* [PROMPT]: Pick out each line in the entries below that contains the word "front" and copy those lines.

Rows from a box labeling dataset:
━━━━━━━━━━

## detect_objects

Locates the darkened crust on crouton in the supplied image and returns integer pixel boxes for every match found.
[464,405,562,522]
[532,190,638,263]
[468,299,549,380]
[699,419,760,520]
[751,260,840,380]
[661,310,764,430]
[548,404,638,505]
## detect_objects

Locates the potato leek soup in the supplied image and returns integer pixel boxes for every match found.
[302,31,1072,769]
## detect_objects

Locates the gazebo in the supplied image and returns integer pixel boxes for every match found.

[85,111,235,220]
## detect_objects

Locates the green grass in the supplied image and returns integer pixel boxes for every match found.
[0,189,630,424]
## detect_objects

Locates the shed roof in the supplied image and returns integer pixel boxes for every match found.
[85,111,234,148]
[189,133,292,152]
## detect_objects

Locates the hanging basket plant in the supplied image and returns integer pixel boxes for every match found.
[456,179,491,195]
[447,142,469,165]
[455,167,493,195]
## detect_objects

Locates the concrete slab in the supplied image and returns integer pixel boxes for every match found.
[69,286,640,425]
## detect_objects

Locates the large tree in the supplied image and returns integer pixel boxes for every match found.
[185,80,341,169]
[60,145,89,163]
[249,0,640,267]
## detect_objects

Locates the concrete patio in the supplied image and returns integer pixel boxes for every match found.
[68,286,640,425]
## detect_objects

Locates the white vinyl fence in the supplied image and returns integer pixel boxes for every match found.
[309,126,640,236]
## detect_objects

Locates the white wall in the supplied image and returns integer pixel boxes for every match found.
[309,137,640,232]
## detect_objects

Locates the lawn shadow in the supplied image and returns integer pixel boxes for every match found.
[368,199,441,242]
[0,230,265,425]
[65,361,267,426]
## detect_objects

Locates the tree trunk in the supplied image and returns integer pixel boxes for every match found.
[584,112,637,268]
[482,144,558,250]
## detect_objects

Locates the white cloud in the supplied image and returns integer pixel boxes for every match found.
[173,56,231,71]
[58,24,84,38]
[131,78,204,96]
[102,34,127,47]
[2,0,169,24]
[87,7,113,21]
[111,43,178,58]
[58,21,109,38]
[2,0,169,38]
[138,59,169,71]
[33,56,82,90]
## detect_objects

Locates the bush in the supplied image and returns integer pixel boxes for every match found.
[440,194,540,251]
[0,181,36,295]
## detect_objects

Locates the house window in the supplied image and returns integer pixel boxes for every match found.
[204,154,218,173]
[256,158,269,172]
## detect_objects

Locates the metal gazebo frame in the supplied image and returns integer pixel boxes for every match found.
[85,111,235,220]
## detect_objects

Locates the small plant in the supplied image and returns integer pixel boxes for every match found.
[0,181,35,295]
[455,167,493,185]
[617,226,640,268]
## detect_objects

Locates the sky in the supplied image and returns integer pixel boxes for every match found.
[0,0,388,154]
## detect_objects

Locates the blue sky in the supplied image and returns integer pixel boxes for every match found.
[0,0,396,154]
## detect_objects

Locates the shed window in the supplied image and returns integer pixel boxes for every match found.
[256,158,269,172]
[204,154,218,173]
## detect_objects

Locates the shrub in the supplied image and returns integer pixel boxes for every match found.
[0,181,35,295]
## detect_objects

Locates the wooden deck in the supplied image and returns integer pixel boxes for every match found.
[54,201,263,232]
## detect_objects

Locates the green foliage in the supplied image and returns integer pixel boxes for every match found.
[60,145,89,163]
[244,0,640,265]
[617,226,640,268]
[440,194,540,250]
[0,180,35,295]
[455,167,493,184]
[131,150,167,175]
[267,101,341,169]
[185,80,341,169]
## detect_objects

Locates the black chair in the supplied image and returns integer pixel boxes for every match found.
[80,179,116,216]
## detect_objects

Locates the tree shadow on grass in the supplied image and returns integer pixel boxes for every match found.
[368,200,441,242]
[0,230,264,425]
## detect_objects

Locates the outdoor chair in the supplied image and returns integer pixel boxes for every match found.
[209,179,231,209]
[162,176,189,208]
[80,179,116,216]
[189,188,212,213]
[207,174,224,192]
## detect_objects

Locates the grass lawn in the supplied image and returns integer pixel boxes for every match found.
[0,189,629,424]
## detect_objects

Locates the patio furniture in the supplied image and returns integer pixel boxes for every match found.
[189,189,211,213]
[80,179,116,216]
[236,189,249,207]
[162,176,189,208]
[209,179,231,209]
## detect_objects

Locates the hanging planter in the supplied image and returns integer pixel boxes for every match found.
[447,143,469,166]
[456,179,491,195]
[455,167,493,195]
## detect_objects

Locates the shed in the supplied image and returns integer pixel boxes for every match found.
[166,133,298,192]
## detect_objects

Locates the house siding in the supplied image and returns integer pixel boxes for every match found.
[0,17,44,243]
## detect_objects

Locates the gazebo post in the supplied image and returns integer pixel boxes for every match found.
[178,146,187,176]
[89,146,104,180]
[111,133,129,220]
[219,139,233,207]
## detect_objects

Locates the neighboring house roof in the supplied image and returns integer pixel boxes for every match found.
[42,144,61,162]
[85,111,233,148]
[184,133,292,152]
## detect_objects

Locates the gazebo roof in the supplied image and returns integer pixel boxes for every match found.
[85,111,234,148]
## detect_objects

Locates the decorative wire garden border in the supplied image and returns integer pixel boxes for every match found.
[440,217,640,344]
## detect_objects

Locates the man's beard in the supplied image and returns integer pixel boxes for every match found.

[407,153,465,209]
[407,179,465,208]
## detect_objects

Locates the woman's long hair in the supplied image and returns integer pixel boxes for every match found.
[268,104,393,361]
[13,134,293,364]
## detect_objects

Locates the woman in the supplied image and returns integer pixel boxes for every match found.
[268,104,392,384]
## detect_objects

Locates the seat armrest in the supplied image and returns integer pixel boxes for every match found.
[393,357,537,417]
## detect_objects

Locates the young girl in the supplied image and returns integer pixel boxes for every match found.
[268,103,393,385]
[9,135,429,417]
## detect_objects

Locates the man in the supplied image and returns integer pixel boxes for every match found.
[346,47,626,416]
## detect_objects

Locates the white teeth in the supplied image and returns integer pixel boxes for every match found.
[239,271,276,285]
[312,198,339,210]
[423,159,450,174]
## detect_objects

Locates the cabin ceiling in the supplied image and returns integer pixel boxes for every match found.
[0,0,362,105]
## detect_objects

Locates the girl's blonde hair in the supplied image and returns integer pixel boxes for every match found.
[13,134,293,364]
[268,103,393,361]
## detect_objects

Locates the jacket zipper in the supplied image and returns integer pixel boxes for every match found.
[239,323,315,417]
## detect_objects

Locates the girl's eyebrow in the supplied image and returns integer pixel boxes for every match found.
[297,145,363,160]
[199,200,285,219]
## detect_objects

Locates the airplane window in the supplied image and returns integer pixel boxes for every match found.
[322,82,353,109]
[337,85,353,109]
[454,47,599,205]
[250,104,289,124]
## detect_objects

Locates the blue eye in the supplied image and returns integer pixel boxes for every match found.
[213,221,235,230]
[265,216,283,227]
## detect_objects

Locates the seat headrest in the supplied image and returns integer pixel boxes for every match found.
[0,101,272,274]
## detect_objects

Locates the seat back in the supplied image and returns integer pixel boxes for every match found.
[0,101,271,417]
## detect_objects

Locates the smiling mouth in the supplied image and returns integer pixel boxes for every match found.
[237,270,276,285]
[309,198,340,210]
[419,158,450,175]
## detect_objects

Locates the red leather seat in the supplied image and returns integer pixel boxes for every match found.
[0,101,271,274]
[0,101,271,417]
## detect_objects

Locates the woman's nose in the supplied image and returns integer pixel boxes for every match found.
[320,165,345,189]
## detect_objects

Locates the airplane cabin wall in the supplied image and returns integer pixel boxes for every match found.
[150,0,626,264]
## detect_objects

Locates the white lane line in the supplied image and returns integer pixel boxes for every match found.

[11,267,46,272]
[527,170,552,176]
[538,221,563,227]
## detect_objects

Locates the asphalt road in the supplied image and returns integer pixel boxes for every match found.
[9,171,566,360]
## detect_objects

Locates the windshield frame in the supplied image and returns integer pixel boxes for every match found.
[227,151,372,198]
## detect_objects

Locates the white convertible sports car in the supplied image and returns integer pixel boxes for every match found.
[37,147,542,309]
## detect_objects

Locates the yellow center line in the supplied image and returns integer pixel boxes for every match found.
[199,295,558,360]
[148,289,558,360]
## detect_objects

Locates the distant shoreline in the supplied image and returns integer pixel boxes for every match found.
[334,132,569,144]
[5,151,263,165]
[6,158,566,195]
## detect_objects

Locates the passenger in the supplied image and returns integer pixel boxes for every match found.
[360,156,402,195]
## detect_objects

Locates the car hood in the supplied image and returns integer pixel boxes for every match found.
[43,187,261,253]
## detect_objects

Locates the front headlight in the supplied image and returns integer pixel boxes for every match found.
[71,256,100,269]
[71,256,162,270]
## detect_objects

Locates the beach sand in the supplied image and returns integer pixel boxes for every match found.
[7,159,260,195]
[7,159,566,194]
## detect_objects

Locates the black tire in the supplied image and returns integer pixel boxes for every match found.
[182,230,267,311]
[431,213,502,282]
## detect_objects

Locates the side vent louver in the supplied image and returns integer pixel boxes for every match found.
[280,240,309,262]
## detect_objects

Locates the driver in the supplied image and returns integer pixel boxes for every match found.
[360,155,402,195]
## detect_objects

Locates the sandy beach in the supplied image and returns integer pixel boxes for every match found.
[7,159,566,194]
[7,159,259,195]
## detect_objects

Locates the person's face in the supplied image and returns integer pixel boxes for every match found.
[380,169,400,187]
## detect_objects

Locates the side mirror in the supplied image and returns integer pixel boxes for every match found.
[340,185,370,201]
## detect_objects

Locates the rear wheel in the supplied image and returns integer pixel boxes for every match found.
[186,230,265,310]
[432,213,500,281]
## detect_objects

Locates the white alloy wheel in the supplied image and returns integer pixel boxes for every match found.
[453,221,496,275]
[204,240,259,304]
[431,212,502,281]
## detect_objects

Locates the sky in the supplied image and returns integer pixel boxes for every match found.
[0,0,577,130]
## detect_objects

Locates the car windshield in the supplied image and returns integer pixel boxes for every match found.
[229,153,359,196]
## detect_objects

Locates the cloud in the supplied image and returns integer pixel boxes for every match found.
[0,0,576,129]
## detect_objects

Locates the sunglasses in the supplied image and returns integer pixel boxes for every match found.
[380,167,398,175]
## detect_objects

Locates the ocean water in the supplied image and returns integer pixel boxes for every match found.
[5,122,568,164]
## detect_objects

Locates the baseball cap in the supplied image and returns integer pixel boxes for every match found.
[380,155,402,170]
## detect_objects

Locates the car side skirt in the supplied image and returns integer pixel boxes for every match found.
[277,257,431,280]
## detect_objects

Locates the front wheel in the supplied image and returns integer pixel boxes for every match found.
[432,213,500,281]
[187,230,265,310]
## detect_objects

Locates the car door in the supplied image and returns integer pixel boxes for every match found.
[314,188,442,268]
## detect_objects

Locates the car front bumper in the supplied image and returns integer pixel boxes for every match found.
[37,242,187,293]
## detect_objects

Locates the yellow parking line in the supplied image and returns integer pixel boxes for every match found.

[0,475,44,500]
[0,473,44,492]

━━━━━━━━━━

* [THE REPLY]:
Locates the front headlight in the supplied image and returns integer pixel boxes for every match found.
Locates the front wheel in the supplied image and returns integer pixel boxes for every match found.
Locates the car front bumper in the supplied image and returns integer pixel boxes for every match found.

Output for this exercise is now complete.